TASK TO COMPLETE:
Lay out the records from their start through the line holding "(1151, 462)", inclusive, as a two-column CSV with the headers instruction and points. Give one row per record, put each field in quotes with line breaks changed to spaces, and leave the pictures out.
>>>
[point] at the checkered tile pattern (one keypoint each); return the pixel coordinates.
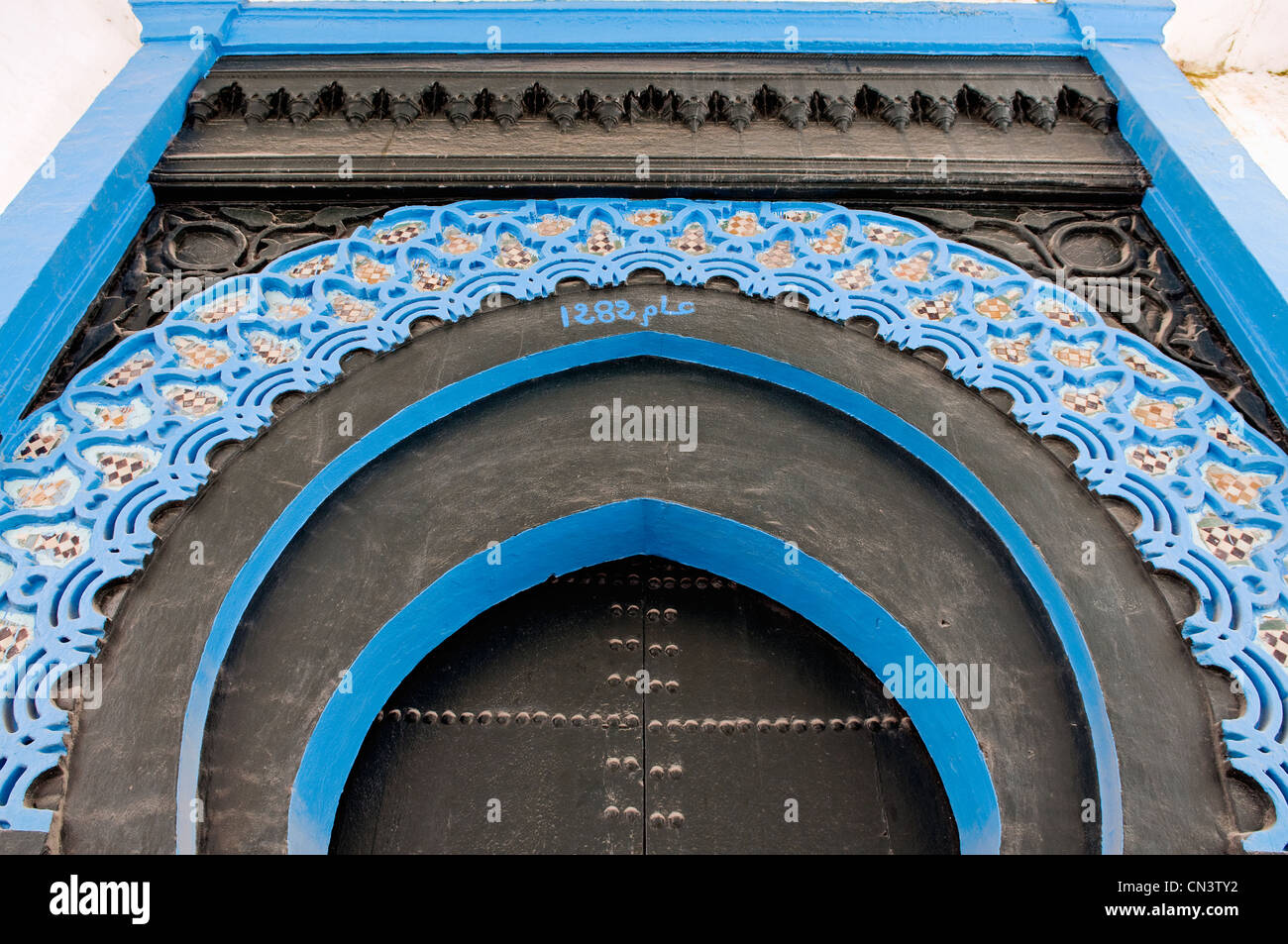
(1274, 636)
(1070, 356)
(400, 233)
(552, 226)
(1237, 488)
(1013, 352)
(514, 256)
(13, 640)
(1154, 413)
(200, 357)
(996, 308)
(694, 240)
(351, 309)
(1228, 437)
(1229, 543)
(1086, 402)
(63, 545)
(130, 371)
(288, 310)
(429, 281)
(370, 271)
(458, 244)
(741, 224)
(934, 309)
(649, 218)
(914, 269)
(854, 279)
(192, 402)
(111, 417)
(1142, 365)
(312, 266)
(121, 469)
(887, 236)
(44, 493)
(832, 244)
(600, 240)
(970, 268)
(40, 443)
(1060, 314)
(777, 257)
(222, 308)
(270, 351)
(1151, 462)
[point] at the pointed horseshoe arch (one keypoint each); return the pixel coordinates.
(81, 476)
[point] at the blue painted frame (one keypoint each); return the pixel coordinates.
(610, 532)
(1212, 496)
(62, 237)
(460, 394)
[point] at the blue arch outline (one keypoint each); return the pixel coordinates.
(636, 526)
(454, 397)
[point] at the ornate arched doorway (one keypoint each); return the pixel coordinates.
(642, 707)
(903, 483)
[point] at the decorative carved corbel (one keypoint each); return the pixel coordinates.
(840, 111)
(563, 112)
(694, 112)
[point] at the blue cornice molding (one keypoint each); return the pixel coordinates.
(132, 434)
(63, 236)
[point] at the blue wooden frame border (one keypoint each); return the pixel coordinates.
(638, 526)
(825, 612)
(63, 236)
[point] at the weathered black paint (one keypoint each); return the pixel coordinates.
(771, 460)
(578, 752)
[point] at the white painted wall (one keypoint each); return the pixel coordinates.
(55, 55)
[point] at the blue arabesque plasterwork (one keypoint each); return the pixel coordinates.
(81, 478)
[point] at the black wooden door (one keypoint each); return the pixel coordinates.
(642, 707)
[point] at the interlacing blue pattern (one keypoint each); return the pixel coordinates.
(81, 478)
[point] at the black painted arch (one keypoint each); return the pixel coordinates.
(1159, 712)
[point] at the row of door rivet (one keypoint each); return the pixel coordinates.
(675, 772)
(503, 717)
(674, 819)
(630, 813)
(655, 684)
(669, 614)
(781, 724)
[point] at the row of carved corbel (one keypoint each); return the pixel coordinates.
(738, 111)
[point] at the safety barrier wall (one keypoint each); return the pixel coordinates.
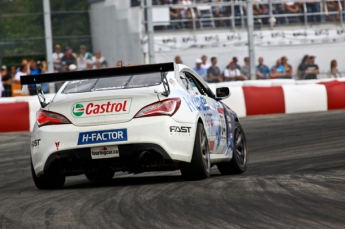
(247, 98)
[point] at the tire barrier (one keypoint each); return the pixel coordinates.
(267, 97)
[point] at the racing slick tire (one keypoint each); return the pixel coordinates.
(239, 161)
(200, 165)
(100, 175)
(48, 181)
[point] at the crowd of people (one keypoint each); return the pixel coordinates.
(62, 61)
(331, 10)
(307, 69)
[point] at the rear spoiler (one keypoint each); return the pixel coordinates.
(98, 73)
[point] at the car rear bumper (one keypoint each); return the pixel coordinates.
(152, 133)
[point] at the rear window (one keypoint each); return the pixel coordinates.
(113, 83)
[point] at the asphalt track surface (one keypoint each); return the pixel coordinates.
(295, 179)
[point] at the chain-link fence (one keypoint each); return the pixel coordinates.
(22, 35)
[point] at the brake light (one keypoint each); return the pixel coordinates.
(45, 118)
(166, 107)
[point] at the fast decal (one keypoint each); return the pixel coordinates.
(94, 137)
(35, 142)
(103, 107)
(196, 103)
(180, 129)
(57, 144)
(172, 82)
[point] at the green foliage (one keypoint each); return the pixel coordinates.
(22, 26)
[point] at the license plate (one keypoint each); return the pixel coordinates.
(102, 152)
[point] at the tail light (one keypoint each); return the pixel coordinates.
(166, 107)
(45, 118)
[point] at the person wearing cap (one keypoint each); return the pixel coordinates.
(213, 73)
(57, 56)
(6, 81)
(68, 58)
(312, 69)
(262, 71)
(204, 63)
(178, 60)
(232, 73)
(83, 57)
(198, 69)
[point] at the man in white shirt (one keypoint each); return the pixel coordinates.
(57, 55)
(204, 63)
(232, 73)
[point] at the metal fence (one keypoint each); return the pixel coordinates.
(200, 14)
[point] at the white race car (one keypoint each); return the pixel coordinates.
(137, 119)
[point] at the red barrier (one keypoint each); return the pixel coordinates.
(264, 100)
(14, 117)
(335, 94)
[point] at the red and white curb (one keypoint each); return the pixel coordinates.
(247, 98)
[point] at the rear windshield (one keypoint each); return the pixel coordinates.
(113, 83)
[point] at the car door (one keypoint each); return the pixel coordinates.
(213, 113)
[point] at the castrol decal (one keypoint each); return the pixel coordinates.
(102, 107)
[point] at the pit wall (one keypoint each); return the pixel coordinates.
(256, 97)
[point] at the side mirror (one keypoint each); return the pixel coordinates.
(222, 93)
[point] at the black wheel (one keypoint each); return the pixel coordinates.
(100, 175)
(239, 161)
(52, 180)
(200, 166)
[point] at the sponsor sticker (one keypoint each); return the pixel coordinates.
(94, 137)
(35, 142)
(102, 152)
(103, 107)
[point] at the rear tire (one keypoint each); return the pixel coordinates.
(53, 180)
(200, 166)
(239, 161)
(100, 175)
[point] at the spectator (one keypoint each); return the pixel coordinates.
(83, 57)
(278, 70)
(198, 69)
(213, 72)
(232, 73)
(204, 63)
(57, 56)
(68, 58)
(72, 68)
(333, 72)
(99, 60)
(245, 69)
(313, 7)
(302, 67)
(312, 69)
(234, 59)
(262, 71)
(292, 8)
(333, 6)
(6, 81)
(13, 72)
(178, 60)
(187, 13)
(288, 67)
(89, 65)
(261, 9)
(34, 68)
(22, 72)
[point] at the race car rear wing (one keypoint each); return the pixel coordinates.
(98, 73)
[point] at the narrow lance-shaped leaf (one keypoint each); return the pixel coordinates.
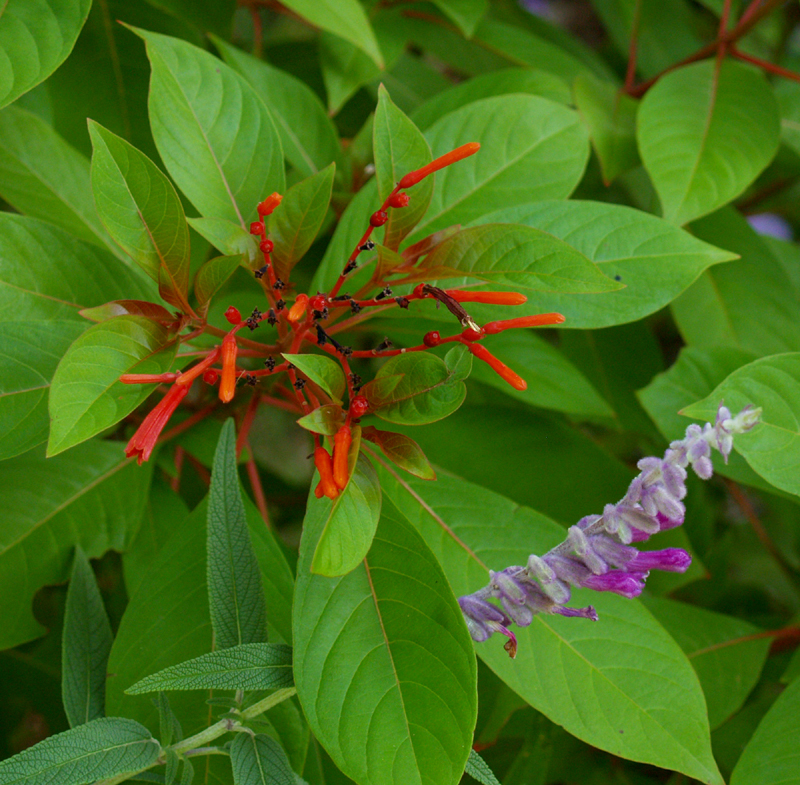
(102, 748)
(85, 645)
(249, 666)
(235, 592)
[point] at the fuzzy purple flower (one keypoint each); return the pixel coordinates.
(598, 552)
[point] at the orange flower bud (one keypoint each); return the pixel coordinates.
(538, 320)
(500, 368)
(341, 451)
(466, 150)
(227, 385)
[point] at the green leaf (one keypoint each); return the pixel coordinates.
(401, 706)
(213, 132)
(479, 770)
(322, 370)
(86, 396)
(610, 695)
(259, 760)
(42, 502)
(652, 258)
(502, 82)
(350, 520)
(399, 148)
(295, 223)
(36, 36)
(326, 420)
(211, 277)
(544, 161)
(44, 177)
(101, 748)
(749, 304)
(345, 18)
(85, 645)
(142, 212)
(705, 132)
(772, 755)
(414, 389)
(772, 448)
(610, 116)
(725, 652)
(235, 593)
(402, 451)
(249, 666)
(308, 136)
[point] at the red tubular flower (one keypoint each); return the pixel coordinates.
(494, 298)
(539, 320)
(227, 385)
(466, 150)
(144, 440)
(501, 369)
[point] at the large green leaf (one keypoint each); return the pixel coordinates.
(142, 212)
(47, 277)
(399, 147)
(604, 682)
(415, 389)
(345, 18)
(308, 136)
(705, 132)
(248, 666)
(86, 395)
(773, 755)
(92, 497)
(350, 522)
(215, 135)
(36, 36)
(383, 664)
(539, 151)
(85, 644)
(235, 593)
(103, 748)
(749, 304)
(518, 256)
(44, 177)
(726, 653)
(654, 259)
(772, 448)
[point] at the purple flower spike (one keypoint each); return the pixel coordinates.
(626, 584)
(668, 560)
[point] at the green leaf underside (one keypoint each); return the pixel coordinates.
(86, 395)
(102, 748)
(213, 132)
(350, 523)
(383, 664)
(601, 682)
(235, 593)
(414, 389)
(249, 666)
(86, 642)
(323, 371)
(43, 500)
(705, 132)
(772, 448)
(36, 36)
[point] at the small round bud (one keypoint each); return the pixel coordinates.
(378, 218)
(432, 338)
(399, 200)
(359, 406)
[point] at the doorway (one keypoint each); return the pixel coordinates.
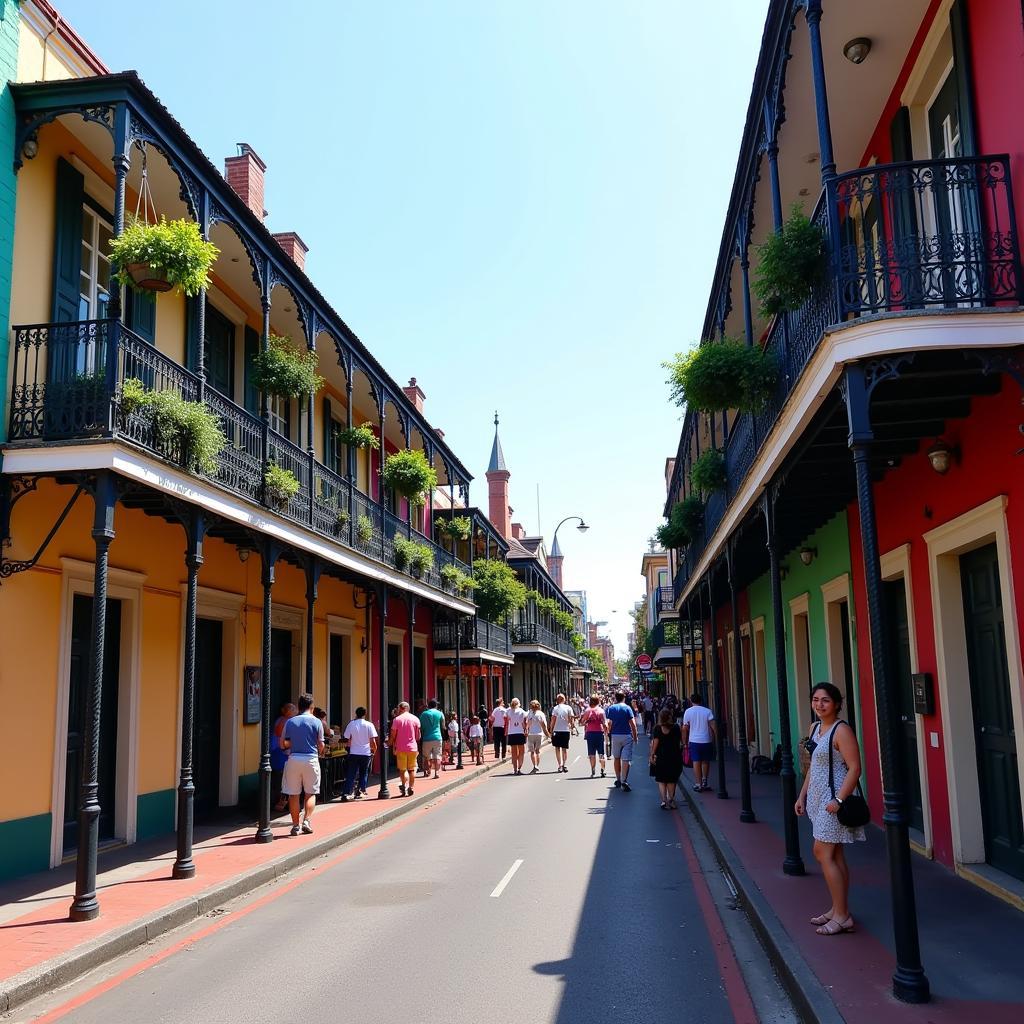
(995, 743)
(78, 686)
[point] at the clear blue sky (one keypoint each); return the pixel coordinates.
(518, 202)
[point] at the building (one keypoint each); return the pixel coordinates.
(868, 530)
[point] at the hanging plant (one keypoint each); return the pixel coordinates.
(459, 527)
(280, 485)
(721, 375)
(708, 472)
(165, 255)
(409, 473)
(363, 436)
(285, 372)
(792, 263)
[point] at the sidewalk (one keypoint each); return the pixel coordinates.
(971, 941)
(40, 948)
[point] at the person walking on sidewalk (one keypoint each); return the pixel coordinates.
(515, 728)
(537, 729)
(431, 724)
(698, 733)
(593, 730)
(497, 721)
(303, 738)
(817, 802)
(404, 740)
(562, 724)
(622, 728)
(361, 736)
(667, 757)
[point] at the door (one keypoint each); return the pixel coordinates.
(894, 592)
(206, 731)
(995, 741)
(78, 685)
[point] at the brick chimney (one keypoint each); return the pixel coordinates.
(415, 394)
(294, 247)
(245, 175)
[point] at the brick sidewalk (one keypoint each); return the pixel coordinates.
(971, 941)
(41, 948)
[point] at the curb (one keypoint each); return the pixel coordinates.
(37, 980)
(802, 984)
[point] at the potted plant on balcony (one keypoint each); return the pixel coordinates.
(408, 473)
(792, 263)
(708, 472)
(285, 372)
(165, 255)
(361, 436)
(280, 485)
(721, 375)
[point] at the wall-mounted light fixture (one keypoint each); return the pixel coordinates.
(857, 49)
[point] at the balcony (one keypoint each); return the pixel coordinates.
(920, 238)
(474, 634)
(68, 383)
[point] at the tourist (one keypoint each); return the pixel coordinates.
(816, 799)
(303, 738)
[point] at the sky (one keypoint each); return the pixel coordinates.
(517, 202)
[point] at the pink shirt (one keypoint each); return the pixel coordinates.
(406, 729)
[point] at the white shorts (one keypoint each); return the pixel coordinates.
(300, 776)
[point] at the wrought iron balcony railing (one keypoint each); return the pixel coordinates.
(69, 384)
(924, 236)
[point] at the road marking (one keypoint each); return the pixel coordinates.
<<<
OUTPUT:
instruction,points
"[point] at the checkered tile pattern (one keypoint each); return the pixel coordinates.","(1274, 636) (1070, 356) (400, 233) (552, 226) (1237, 488) (1013, 352) (514, 256) (13, 640) (1154, 413) (200, 357) (996, 308) (694, 240) (351, 309) (1228, 437) (1229, 543) (1086, 402) (63, 545) (130, 371) (288, 310) (429, 281) (370, 271) (458, 244) (741, 224) (934, 309) (649, 218) (914, 269) (854, 279) (192, 402) (111, 417) (1142, 365) (312, 266) (121, 469) (887, 236) (44, 493) (832, 244) (600, 240) (970, 268) (40, 443) (1060, 314) (777, 257) (222, 308) (270, 351) (1151, 462)"